# Latihan Singkat:
Teruskan teks tentang tradisi Nyadran Gunung Silurah di bawah ini, dimulai setelah kalimat terakhir yang ditampilkan.

# Teks Bacaan:

######

Batang, Infojateng.id – Nyadran Gunung Silurah telah menjadi tradisi adat di Desa Silurah Kecamatan Wonotunggal selama beratus-ratus tahun lamanya.
Setiap hari dan bulan tertentu serangkaian ritual digelar oleh warga setempat yang dipimpin oleh seorang tokoh adat.
Ritual menjadi hal yang sangat sakral bagi warga karena di dalamnya mengandung berbagai makna dan filosofi, agar dapat dijadikan teladan sehingga mampu hidup selaras berdampingan dengan alam.
Ketua tim penggali Warisan Budaya Takbenda (WBTb) Disdikbud Batang Mulyono Yahman menyampaikan, kehadiran pengunjung maupun wisatawan sebenarnya tidak menggangu, hanya saja menjadikan situasi tampak ramai.
“Ini hanya sebuah dampak yang timbul dari keramaian saja. Wisatanya tetap bisa aktif, tapi lokasi ritual tidak bisa dipindah karena sudah berjalan ratusan tahun, jadi kita tidak bisa diubah,” kata Mulyono, saat mendampingi tokoh masyarakat Waluyo melihat langsung lokasi Nyadran Gunung Silurah, di Gapuro Desa Silurah Kecamatan Wonotunggal, Kabupaten Batang, Sabtu (29/7/2023).
Sempat terbesit kekhawatiran dari para pemerhati budaya, tentang berkurangnya kesakralan tradisi Nyadran Gunung Silurah dengan banyaknya publik yang turut menyaksikan runtutan prosesi.
“Tapi tidak perlu takut karena kesakralan itu tidak bisa luntur begitu saja, sepanjang masyarakat mendukung dan setia dengan adat tradisi leluhurnya, serta menentukan area inilah yang harus dijaga kesakralannya,” jelasnya.

######

# Cuplikan Data:

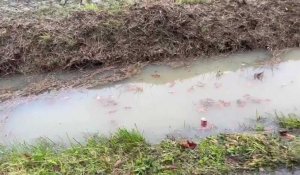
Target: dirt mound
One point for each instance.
(147, 33)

######

# Hasil Tugas:
Salah satu tokoh masyarakat setempat Waluyo membenarkan, ada sedikit perbedaan suasana dalam perayaan nyadran, antara masa nenek moyang dengan beberapa tahun ini.
“Dulu memang hanya orang-orang tertentu saja yang menyaksikan prosesi Nyadran Gunung Silurah, tapi sejak beberapa tahun lalu suasana sedikit ramai. Tapi itu tidak menggangu kesakralan dan kekhusyu’an dalam prosesi adat,” terang Waluyo.
Hanya saja wisatawan harus memahami bahwa ketika memasuki area Hutan Larangan harus mempu menjaga perilaku.
“Contohnya ketika berada di sini (Hutan Larangan), tidak boleh menebang atau mengambil segala sesuatu yang ada seperti menebang pohon bambu untuk kepentingan pribadi, termasuk perniagaan karena menurut mitos si penebang akan menerima karma atau bala, begitu juga sebaliknya,” paparnya.
Ia menuturkan, dulu sempat ada orang dari luar daerah yang ingin memotong Watu Larangan (Batu Larangan), karena dirasa menghalangi jalan.
“Dia sudah kami ingatkan biar tidak melakukannya, tapi bersikeras akhirnya belum selesai memotong badan sudah panas dingin, sakit dan dua minggu kemudian meninggal dunia,” ungkapnya.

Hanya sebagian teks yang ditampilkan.